DOCUMENT SEGMENT
Whew! Thanks. At least there's 1 thing we don't have to worry about! But now I do have to worry about all of you...I do hope it's treatable







?

Soooo...what you're really saying is that Friends Don't Let Friends Use Anode Rods?

All kidding aside - inquiring minds (mine & Kathy's, anyway) want to know - what's an Anode Rod do?


----------



## Sayonara

Heres a short snipit.....

_The heating of water within a hot water heater and the motion of the water cause tiny electrical currents to be generated within the water heater. These electrical currents start to eat away at any exposed metal. That's why water heaters have anode rods as a part of their construction. These anode rods are made of magnesium. The magnesium attracts the electrical current and corrodes more easily than the steel tank. However, if the anode rod completely dissolves, the electricity within the tank will begin to look for some other metal. That's why you need to check your anode rod periodically._


----------



## wolfwood

Sayonara said:


> Heres a short snipit.....

(Entries from a dataset)
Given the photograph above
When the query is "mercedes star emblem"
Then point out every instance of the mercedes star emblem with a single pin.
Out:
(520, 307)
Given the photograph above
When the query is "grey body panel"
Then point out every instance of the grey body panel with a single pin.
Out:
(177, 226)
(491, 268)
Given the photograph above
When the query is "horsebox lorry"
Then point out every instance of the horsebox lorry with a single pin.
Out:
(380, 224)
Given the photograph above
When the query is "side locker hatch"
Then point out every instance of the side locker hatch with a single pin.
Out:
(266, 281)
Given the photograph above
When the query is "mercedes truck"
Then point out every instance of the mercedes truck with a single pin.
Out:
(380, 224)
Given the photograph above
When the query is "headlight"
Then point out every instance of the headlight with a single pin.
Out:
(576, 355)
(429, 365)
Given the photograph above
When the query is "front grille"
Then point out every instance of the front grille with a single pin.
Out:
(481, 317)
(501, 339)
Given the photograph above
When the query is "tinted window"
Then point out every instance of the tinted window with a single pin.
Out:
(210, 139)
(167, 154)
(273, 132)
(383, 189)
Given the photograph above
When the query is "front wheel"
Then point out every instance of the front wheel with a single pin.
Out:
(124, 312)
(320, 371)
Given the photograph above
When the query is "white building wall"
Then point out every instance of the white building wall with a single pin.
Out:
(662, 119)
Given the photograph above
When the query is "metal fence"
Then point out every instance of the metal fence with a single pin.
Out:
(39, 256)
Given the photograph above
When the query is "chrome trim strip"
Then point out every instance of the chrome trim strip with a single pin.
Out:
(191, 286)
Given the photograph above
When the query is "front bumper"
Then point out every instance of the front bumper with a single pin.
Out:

EXERCISE TASKS
- A) List every name of a person or forum user that appears in the anode rod thread.
- B) In the anode rod thread, what metal are anode rods made of?
- C) Decide whether each statement agrees with the anode rod thread, answering yes or no and quoting the deciding words: (i) The heating and motion of the water produce electrical currents inside the water heater. (ii) The steel tank corrodes more easily than the magnesium. (iii) The anode rod should be checked periodically.

SOLUTIONS TO THE TASKS
- A) Kathy, Sayonara, wolfwood

- B) Magnesium.

- C)
(i) Yes: "The heating of water within a hot water heater and the motion of the water cause tiny electrical currents to be generated within the water heater."
(ii) No: "The magnesium attracts the electrical current and corrodes more easily than the steel tank."
(iii) Yes: "That's why you need to check your anode rod periodically."